[Entries from a dataset]
• • • • • • •

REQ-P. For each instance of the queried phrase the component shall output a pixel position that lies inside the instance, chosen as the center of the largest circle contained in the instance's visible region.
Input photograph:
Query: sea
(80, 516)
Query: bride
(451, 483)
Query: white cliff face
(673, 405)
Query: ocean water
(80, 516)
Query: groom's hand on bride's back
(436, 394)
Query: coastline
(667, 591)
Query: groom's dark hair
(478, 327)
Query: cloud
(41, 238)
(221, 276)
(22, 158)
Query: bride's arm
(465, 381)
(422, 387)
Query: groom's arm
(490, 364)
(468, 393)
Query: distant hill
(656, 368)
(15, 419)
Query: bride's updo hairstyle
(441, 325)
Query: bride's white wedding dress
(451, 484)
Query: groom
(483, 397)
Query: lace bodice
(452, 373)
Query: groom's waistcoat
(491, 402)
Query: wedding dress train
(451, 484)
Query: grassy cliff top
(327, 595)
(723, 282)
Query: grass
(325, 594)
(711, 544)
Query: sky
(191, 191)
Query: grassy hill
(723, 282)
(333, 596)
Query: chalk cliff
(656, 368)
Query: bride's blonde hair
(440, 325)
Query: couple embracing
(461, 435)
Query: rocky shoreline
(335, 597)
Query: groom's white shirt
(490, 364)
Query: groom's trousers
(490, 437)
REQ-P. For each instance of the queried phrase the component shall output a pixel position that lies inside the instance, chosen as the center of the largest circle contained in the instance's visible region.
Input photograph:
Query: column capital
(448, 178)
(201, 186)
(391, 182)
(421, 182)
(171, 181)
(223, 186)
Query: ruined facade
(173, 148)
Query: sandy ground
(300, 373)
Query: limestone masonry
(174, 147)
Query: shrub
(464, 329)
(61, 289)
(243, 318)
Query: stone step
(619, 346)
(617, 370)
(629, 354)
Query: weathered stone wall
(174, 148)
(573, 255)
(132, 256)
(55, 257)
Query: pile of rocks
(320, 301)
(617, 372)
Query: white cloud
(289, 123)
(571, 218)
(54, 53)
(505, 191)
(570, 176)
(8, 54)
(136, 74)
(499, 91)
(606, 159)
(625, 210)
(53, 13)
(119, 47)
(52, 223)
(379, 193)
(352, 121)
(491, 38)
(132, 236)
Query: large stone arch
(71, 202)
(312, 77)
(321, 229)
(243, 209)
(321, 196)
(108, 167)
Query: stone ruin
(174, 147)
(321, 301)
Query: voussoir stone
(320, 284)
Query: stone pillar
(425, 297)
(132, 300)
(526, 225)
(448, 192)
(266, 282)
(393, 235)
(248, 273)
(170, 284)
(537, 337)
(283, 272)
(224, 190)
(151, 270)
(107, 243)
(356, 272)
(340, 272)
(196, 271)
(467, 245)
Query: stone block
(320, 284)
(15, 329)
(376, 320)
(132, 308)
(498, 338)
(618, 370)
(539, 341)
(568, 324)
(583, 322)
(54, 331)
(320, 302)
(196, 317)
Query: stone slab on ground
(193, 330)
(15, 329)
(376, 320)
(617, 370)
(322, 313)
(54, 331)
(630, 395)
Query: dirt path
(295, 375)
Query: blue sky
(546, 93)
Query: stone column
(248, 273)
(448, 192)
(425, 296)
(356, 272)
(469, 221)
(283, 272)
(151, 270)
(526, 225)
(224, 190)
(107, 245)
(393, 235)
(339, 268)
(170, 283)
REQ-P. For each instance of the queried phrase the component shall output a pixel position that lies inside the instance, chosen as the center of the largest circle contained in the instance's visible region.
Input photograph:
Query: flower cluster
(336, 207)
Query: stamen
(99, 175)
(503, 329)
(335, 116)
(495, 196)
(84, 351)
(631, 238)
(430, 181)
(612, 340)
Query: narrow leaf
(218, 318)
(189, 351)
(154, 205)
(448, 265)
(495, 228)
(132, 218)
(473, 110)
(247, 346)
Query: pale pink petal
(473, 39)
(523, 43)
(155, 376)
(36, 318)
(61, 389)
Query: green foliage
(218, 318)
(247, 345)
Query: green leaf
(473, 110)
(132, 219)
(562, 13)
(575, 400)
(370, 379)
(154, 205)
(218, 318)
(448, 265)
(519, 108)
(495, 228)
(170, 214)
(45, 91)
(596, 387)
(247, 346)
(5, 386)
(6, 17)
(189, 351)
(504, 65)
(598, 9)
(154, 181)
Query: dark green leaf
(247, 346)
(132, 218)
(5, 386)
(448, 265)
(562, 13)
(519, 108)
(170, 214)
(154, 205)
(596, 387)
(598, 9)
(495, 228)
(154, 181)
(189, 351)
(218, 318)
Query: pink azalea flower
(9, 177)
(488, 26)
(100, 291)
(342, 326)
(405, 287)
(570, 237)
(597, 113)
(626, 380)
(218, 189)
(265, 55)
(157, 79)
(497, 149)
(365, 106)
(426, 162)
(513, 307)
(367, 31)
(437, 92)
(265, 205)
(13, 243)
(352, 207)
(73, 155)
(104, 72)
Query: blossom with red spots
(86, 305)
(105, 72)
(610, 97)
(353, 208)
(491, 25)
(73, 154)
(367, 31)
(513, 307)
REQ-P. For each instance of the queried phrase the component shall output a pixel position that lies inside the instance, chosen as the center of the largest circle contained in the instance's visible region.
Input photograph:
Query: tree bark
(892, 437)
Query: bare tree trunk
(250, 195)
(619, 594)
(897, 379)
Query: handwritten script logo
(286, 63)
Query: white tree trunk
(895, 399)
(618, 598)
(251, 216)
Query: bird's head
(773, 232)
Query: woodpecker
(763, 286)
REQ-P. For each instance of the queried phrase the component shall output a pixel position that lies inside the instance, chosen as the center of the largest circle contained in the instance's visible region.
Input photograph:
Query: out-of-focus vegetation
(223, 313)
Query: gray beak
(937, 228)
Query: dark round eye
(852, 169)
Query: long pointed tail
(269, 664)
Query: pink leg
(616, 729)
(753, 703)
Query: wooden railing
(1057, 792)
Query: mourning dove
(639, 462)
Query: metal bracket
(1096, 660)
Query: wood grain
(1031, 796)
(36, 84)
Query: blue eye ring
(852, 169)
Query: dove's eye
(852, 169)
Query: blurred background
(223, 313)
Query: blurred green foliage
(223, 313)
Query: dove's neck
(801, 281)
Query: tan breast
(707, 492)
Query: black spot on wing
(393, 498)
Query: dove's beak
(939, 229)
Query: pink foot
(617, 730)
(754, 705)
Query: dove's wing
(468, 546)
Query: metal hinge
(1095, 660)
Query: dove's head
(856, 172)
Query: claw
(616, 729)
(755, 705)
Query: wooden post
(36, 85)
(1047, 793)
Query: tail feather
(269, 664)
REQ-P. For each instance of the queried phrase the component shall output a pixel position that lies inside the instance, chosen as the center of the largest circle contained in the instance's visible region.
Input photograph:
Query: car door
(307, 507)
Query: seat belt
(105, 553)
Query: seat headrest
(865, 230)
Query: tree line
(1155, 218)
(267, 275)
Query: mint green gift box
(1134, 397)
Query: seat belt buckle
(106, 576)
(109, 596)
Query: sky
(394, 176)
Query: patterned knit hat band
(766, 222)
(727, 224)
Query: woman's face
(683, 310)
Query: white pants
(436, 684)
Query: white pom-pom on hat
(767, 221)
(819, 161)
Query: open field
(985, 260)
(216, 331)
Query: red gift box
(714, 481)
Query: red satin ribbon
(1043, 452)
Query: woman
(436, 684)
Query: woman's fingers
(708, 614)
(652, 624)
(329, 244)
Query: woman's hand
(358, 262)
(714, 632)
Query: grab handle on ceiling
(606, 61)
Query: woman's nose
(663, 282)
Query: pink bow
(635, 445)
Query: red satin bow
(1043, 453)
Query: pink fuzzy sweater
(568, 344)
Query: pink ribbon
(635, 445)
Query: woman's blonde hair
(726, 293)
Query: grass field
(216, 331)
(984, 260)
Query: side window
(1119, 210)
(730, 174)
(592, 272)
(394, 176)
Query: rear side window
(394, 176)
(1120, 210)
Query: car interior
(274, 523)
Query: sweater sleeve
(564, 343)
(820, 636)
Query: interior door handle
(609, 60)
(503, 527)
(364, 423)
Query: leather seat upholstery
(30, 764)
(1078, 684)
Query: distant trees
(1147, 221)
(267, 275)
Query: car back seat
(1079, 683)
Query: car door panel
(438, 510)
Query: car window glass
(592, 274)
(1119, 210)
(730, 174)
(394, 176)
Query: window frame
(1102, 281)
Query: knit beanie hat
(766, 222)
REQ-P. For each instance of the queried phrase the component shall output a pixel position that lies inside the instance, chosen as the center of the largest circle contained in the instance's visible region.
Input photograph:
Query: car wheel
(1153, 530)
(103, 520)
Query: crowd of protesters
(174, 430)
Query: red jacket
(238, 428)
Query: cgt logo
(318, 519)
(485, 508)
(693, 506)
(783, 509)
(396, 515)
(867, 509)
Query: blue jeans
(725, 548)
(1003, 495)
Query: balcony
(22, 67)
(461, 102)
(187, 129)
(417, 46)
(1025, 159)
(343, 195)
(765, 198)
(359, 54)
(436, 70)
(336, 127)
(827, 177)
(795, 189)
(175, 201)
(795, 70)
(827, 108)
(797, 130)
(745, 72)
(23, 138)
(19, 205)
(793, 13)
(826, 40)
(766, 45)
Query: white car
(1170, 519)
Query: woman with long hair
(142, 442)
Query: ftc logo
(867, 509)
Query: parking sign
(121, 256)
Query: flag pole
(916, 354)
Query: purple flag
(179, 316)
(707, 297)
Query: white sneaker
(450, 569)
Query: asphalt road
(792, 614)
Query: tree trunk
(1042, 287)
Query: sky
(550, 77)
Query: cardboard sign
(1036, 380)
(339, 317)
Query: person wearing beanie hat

• • • • • • •

*Problem details:* Starting at the line that contains "Query: woman's fingers" and ending at the last line, reproduce these lines with "sweater" swapped for "jumper" and nothing else altered.

*Solution for this exercise:*
Query: woman's fingers
(708, 614)
(652, 624)
(329, 244)
Query: woman's hand
(358, 262)
(714, 632)
Query: grab handle on ceiling
(606, 61)
Query: woman's nose
(663, 282)
Query: pink bow
(635, 445)
Query: red satin bow
(1043, 453)
Query: pink fuzzy jumper
(568, 344)
Query: pink ribbon
(635, 445)
Query: woman's blonde hair
(726, 293)
Query: grass field
(216, 331)
(984, 260)
Query: side window
(1119, 210)
(730, 174)
(592, 272)
(394, 176)
Query: rear side window
(394, 176)
(1120, 210)
Query: car interior
(274, 523)
Query: jumper sleeve
(564, 343)
(820, 636)
Query: interior door handle
(609, 60)
(503, 527)
(364, 423)
Query: leather seat upholstery
(30, 764)
(1078, 684)
Query: distant trees
(1147, 221)
(267, 275)
Query: car back seat
(1079, 683)
Query: car door panel
(438, 510)
Query: car window glass
(592, 274)
(1119, 210)
(730, 174)
(394, 176)
Query: window frame
(1102, 281)
Query: knit beanie hat
(766, 222)
REQ-P. For each instance of the queried phrase the component shall output a pixel position that lies inside the instance, chosen as the center of the largest circle contained in the instance's visible region.
Input photograph:
Query: car wheel
(1153, 530)
(103, 520)
Query: crowd of protesters
(174, 430)
Query: red jacket
(238, 428)
Query: cgt logo
(318, 519)
(485, 508)
(693, 506)
(783, 509)
(396, 515)
(867, 509)
Query: blue jeans
(725, 548)
(1003, 495)
Query: balcony
(22, 67)
(461, 102)
(187, 129)
(417, 46)
(1025, 159)
(343, 195)
(765, 198)
(359, 54)
(436, 70)
(336, 127)
(827, 177)
(795, 189)
(175, 201)
(795, 70)
(827, 108)
(797, 130)
(745, 72)
(23, 138)
(19, 205)
(793, 13)
(826, 40)
(766, 45)
Query: white car
(1170, 519)
Query: woman with long hair
(142, 442)
Query: ftc logo
(867, 509)
Query: parking sign
(121, 256)
Query: flag pole
(916, 354)
Query: purple flag
(179, 316)
(707, 297)
Query: white sneaker
(450, 569)
Query: asphalt road
(792, 614)
Query: tree trunk
(1042, 287)
Query: sky
(550, 77)
Query: cardboard sign
(1036, 380)
(339, 317)
Query: person wearing beanie hat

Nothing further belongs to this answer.